Input for this task:
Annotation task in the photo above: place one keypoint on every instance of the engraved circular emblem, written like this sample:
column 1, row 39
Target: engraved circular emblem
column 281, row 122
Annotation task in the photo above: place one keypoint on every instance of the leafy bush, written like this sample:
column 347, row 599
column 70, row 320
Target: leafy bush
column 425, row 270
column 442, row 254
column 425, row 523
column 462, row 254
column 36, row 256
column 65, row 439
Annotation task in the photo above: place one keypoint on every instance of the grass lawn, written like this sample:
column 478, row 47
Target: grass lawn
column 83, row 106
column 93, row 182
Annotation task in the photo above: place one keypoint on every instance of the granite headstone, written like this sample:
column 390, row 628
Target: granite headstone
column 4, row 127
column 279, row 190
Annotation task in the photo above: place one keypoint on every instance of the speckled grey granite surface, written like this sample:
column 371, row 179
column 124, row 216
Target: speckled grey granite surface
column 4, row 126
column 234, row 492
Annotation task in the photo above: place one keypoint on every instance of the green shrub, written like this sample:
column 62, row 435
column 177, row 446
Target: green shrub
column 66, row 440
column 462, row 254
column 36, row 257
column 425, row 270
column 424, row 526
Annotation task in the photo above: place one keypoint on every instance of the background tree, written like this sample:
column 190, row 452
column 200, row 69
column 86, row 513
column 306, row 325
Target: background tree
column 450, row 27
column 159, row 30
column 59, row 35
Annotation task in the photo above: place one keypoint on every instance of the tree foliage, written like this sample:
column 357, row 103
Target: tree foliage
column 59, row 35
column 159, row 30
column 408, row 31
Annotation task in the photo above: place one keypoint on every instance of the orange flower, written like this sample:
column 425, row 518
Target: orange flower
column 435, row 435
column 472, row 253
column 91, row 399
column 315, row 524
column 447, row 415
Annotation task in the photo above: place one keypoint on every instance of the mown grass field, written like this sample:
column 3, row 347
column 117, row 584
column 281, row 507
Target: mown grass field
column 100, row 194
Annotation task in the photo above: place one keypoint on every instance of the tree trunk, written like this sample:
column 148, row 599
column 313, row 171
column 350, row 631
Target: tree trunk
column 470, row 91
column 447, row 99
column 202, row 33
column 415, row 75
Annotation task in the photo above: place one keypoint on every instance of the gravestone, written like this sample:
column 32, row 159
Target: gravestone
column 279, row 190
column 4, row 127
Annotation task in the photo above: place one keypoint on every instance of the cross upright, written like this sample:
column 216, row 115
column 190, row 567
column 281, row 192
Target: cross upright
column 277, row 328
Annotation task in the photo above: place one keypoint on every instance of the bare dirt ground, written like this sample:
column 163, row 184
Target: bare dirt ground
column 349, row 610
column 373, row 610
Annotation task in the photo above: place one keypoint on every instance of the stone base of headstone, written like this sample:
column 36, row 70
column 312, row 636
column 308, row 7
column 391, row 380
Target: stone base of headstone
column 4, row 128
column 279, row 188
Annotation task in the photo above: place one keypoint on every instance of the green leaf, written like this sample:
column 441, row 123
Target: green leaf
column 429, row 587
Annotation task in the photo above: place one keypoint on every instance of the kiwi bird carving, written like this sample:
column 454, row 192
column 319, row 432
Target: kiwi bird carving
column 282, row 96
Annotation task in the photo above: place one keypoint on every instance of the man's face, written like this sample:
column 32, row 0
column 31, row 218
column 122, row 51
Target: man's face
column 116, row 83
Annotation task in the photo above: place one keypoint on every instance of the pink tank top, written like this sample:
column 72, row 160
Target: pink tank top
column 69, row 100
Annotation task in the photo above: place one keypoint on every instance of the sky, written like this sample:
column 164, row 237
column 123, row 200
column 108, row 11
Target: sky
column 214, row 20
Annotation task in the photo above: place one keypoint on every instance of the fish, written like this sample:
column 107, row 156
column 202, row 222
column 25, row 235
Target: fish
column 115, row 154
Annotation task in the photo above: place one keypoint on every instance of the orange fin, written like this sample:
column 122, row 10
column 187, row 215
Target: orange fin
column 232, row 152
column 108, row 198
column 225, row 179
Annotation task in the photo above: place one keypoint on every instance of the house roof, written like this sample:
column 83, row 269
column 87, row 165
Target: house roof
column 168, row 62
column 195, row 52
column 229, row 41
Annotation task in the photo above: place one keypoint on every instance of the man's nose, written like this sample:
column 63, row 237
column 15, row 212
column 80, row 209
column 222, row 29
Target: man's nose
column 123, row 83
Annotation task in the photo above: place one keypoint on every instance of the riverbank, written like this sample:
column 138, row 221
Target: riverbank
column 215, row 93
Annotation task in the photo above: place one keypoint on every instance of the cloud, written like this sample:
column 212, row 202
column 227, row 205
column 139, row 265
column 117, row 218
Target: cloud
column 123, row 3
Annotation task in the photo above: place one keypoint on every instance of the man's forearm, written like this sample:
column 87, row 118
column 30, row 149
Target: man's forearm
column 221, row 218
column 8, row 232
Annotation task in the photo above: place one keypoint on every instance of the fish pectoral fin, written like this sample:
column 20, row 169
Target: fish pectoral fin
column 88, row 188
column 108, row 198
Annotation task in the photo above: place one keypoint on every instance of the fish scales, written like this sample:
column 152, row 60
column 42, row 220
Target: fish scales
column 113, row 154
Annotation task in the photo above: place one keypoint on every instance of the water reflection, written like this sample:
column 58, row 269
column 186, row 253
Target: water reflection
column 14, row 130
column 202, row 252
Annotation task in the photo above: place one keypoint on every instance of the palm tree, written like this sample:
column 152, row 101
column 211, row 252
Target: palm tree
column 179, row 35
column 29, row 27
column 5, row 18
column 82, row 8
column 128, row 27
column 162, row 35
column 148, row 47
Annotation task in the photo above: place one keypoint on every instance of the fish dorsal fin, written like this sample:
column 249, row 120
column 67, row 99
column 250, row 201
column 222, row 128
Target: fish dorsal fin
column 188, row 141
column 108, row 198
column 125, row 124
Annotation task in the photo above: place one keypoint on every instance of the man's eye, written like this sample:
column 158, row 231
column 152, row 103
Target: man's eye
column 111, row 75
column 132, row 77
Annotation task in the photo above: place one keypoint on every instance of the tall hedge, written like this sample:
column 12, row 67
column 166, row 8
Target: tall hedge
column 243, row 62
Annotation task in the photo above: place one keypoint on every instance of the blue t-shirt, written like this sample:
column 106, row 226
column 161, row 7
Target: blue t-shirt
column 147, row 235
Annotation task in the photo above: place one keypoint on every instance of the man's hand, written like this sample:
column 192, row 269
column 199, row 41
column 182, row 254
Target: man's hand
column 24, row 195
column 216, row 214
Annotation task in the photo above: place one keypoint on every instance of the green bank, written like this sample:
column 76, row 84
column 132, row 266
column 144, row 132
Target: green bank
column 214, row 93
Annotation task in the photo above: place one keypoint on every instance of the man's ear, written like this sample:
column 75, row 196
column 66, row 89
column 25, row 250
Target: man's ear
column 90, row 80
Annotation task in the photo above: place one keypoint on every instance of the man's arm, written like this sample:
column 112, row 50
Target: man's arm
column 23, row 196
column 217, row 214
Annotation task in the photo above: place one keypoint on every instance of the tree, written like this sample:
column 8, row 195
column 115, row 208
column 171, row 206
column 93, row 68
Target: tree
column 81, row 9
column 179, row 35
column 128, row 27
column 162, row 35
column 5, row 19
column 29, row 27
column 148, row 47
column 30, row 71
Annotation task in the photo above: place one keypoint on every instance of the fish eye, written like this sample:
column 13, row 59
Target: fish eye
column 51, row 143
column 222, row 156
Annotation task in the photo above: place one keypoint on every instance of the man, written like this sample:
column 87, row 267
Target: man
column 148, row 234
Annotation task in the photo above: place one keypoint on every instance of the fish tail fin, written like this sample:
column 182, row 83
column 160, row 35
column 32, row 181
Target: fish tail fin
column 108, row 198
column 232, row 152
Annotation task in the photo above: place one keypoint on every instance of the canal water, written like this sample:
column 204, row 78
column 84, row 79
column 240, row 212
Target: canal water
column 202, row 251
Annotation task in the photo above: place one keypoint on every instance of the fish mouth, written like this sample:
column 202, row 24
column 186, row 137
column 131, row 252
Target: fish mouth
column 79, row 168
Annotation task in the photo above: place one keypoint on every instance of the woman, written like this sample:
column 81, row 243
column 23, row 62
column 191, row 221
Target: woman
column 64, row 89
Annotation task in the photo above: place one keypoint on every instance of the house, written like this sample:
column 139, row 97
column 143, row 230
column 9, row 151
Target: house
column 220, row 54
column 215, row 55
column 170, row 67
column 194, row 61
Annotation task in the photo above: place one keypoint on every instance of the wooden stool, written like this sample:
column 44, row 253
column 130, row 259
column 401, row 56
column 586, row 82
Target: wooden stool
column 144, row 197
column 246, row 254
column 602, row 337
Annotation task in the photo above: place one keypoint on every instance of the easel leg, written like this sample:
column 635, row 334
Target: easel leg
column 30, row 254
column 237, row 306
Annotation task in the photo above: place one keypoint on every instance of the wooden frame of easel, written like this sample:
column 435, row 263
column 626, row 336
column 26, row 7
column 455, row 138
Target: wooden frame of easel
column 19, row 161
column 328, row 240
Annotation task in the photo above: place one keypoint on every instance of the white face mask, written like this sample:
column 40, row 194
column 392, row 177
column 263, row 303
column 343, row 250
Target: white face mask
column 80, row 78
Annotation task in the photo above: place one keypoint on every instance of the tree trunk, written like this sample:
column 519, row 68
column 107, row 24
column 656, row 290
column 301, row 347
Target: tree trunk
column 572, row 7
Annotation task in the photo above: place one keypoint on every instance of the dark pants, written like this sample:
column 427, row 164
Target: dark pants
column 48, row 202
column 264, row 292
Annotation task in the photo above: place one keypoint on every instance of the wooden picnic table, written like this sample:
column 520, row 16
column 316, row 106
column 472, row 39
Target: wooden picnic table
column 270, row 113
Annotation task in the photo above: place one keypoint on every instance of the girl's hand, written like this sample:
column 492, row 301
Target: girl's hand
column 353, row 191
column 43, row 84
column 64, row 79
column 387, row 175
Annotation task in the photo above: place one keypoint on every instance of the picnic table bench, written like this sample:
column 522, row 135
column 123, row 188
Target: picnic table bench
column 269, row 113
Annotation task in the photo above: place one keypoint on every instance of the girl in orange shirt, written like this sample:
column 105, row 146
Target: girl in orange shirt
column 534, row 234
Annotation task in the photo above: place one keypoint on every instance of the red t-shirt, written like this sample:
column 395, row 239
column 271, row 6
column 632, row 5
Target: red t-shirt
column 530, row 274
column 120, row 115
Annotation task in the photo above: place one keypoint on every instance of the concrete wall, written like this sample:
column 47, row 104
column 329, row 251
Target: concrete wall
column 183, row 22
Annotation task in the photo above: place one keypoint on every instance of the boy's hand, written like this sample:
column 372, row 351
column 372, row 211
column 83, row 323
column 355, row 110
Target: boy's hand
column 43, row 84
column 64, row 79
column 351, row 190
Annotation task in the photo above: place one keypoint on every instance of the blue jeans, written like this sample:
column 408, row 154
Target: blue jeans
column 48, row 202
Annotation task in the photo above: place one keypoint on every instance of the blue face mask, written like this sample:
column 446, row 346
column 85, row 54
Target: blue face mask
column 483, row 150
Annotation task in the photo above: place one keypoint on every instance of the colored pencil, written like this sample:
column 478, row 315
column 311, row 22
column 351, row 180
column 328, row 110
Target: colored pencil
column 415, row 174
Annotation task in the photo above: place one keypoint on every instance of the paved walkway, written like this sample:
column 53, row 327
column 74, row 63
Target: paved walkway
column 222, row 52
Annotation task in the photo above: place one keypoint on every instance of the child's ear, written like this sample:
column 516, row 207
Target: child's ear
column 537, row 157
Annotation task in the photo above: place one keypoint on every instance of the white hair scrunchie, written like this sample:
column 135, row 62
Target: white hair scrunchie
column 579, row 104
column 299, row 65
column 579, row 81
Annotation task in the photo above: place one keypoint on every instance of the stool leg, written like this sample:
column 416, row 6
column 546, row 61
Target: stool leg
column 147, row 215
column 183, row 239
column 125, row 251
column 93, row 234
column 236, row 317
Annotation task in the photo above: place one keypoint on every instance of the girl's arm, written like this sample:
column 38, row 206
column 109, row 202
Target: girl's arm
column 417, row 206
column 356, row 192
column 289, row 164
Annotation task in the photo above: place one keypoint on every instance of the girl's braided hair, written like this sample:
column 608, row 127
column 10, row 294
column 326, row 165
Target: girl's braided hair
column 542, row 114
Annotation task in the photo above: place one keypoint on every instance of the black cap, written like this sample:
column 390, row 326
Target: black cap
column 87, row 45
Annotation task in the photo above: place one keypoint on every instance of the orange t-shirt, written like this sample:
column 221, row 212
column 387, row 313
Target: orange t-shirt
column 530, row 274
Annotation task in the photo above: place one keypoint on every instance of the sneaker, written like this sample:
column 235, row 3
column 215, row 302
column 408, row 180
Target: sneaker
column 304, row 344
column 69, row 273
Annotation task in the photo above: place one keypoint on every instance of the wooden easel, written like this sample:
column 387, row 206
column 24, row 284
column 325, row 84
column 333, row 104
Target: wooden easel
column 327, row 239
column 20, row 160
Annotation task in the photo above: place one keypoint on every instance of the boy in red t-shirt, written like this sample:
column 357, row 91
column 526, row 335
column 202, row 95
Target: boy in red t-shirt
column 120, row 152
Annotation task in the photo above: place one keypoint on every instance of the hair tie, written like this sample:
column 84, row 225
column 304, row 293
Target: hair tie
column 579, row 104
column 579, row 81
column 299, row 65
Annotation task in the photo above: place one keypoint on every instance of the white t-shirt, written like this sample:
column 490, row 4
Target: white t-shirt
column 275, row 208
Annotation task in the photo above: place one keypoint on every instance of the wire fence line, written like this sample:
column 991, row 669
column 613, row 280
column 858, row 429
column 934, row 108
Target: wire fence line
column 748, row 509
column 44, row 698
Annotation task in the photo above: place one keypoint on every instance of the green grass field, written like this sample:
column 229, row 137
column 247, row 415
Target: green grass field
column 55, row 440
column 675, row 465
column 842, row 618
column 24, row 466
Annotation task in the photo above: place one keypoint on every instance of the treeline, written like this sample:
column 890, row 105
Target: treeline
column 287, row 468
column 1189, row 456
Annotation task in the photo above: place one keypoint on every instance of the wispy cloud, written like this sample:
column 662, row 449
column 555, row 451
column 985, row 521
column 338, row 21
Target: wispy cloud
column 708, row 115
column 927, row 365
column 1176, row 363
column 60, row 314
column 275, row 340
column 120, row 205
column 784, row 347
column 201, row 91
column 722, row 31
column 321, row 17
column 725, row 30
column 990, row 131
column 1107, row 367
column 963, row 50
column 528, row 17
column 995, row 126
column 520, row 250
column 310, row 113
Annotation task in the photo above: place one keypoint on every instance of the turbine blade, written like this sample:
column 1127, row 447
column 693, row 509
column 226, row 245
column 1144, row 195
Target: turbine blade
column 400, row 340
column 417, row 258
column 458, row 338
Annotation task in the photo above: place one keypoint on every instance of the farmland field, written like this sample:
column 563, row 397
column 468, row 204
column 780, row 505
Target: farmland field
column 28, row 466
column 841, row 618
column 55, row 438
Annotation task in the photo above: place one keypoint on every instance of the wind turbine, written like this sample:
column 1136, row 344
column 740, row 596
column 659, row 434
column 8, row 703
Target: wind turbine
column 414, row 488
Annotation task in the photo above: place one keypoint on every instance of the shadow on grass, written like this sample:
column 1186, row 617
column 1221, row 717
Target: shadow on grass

Assignment:
Take every line above where "shadow" appears and copy it.

Solution:
Annotation task in the photo above: place one keypoint on every instance of the shadow on grass, written like this sample:
Target: shadow on grass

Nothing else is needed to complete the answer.